▶ **EXTRACT**:
────────────────────

Cold-Calling Goes Cold

The decades-old practice may be ending as many firms rethink business tactics in the post-pandemic era.

For many firms, it has been a rite of passage: get a list of names of people you’ve never spoken to, get them on the phone, and convince them to buy something.

But the era of cold calls may be quickly fading away.

This week, Merrill Lynch Wealth Management rolled out a new advisor training program that bans trainees from making cold calls. Merrill, like many Wall Street firms, for decades had used cold-calling as a way of finding clients, but the firm’s leaders believe there are other, more effective ways to discover new customers.

At the same time, the pandemic may be hastening the activity’s demise as business leaders rethink how best to sell products and services. “We’re all looking to feel more connected, and cold-calling is impersonal as it gets,” says Tom Wroblewski, Korn Ferry’s leader of global sales and service integrated solutions. “It’s called ‘cold’ for a reason.”

────────────────────

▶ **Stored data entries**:
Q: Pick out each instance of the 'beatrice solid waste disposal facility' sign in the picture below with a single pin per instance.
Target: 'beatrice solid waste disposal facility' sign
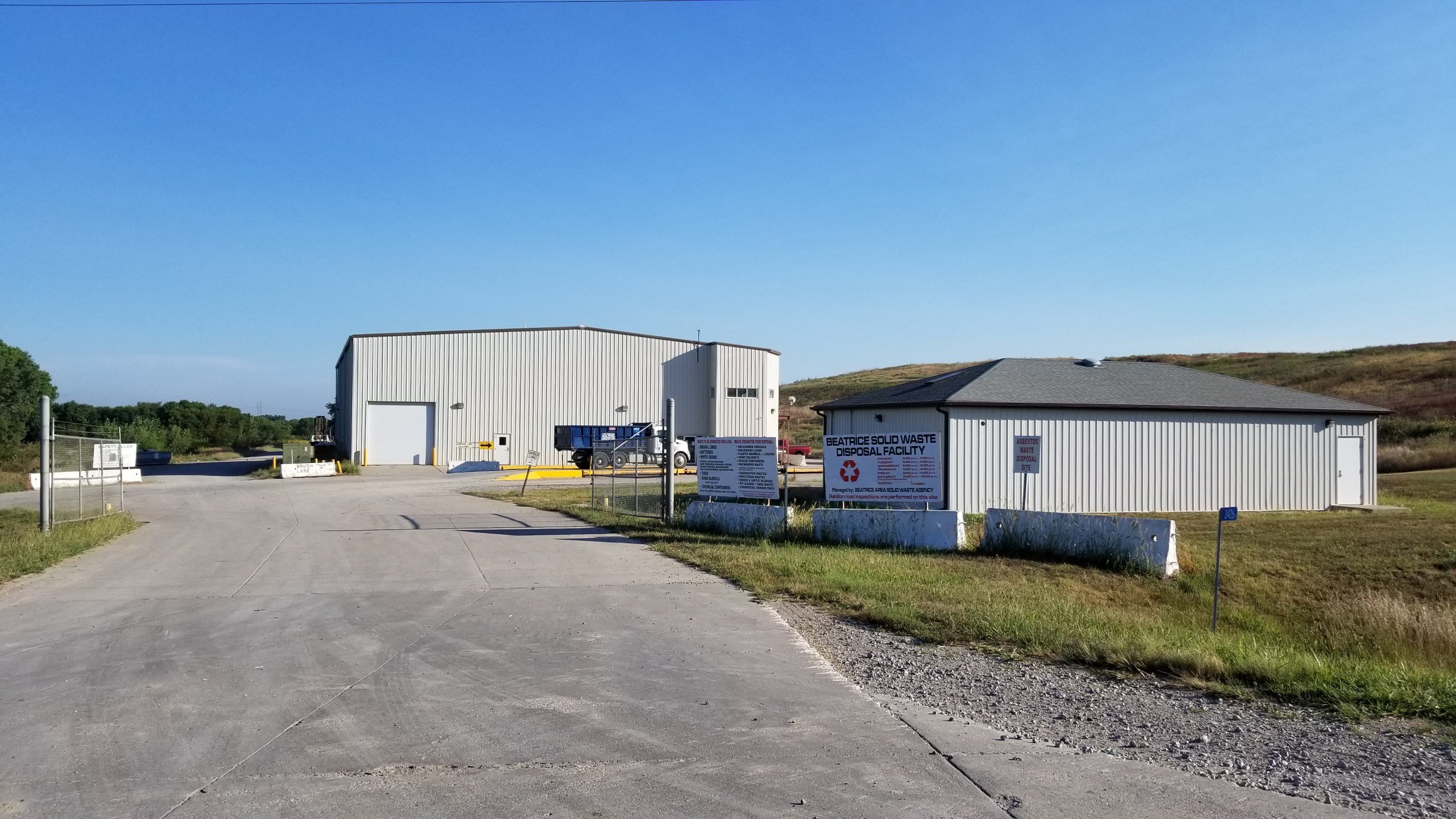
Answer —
(739, 467)
(884, 468)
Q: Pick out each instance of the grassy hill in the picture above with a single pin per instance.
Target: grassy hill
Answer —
(1417, 381)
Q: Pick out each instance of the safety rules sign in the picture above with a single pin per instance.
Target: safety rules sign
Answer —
(884, 468)
(737, 468)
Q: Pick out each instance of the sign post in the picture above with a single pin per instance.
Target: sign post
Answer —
(884, 468)
(670, 483)
(46, 464)
(532, 457)
(1025, 461)
(739, 467)
(1226, 514)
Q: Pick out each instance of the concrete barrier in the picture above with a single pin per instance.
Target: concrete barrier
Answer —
(906, 528)
(88, 478)
(737, 518)
(1087, 538)
(321, 470)
(474, 467)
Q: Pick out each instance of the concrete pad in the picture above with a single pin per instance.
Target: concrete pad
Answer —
(290, 649)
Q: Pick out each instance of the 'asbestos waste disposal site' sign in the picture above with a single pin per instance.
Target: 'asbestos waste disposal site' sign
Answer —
(883, 468)
(1027, 455)
(739, 468)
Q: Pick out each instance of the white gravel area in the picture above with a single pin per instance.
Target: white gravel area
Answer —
(1391, 767)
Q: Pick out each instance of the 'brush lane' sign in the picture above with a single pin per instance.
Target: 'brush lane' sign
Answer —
(884, 468)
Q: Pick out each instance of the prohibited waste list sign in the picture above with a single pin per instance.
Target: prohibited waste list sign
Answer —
(731, 467)
(884, 468)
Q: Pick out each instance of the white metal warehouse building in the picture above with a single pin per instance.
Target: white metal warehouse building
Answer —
(1129, 436)
(436, 397)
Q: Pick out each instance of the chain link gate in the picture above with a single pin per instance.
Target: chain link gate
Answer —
(86, 477)
(628, 475)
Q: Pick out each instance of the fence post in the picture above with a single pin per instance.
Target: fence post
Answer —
(46, 464)
(670, 486)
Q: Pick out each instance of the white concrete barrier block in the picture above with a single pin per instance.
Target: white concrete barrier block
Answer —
(737, 518)
(474, 465)
(321, 470)
(905, 528)
(1098, 538)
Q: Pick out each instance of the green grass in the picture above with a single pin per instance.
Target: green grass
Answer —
(25, 550)
(1346, 611)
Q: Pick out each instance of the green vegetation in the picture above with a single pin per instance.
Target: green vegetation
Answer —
(16, 464)
(1347, 611)
(187, 428)
(1417, 381)
(22, 384)
(25, 550)
(804, 426)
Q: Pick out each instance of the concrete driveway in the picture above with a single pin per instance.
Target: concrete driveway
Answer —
(385, 646)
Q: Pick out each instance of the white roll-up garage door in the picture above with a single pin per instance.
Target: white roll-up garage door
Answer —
(399, 433)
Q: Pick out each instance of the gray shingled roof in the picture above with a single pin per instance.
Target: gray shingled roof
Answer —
(1136, 385)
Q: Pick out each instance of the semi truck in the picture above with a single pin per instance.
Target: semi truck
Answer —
(578, 439)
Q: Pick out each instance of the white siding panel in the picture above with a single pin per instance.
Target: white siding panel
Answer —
(1138, 461)
(523, 384)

────────────────────

What steps make up the rite of passage that the cold-calling article describes? List every one.

▶ **ANSWER SECTION**:
- Get a list of names of people you've never spoken to.
- Get them on the phone.
- Convince them to buy something.